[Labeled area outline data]

— START —

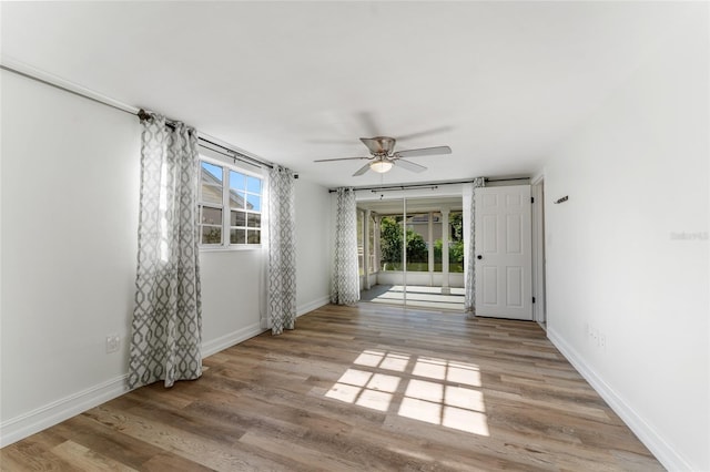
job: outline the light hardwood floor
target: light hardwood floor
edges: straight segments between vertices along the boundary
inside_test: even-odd
[[[532,322],[325,306],[204,365],[2,449],[2,470],[662,470]]]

— END —

- SHORT PROBLEM: Write out every line of the data above word for word, omitting the pictures.

- THE RESULT:
job: outline the light hardwood floor
target: light hardwood floor
edges: straight segments between vertices along the boundary
inside_test: even-odd
[[[532,322],[325,306],[204,365],[2,449],[2,470],[662,470]]]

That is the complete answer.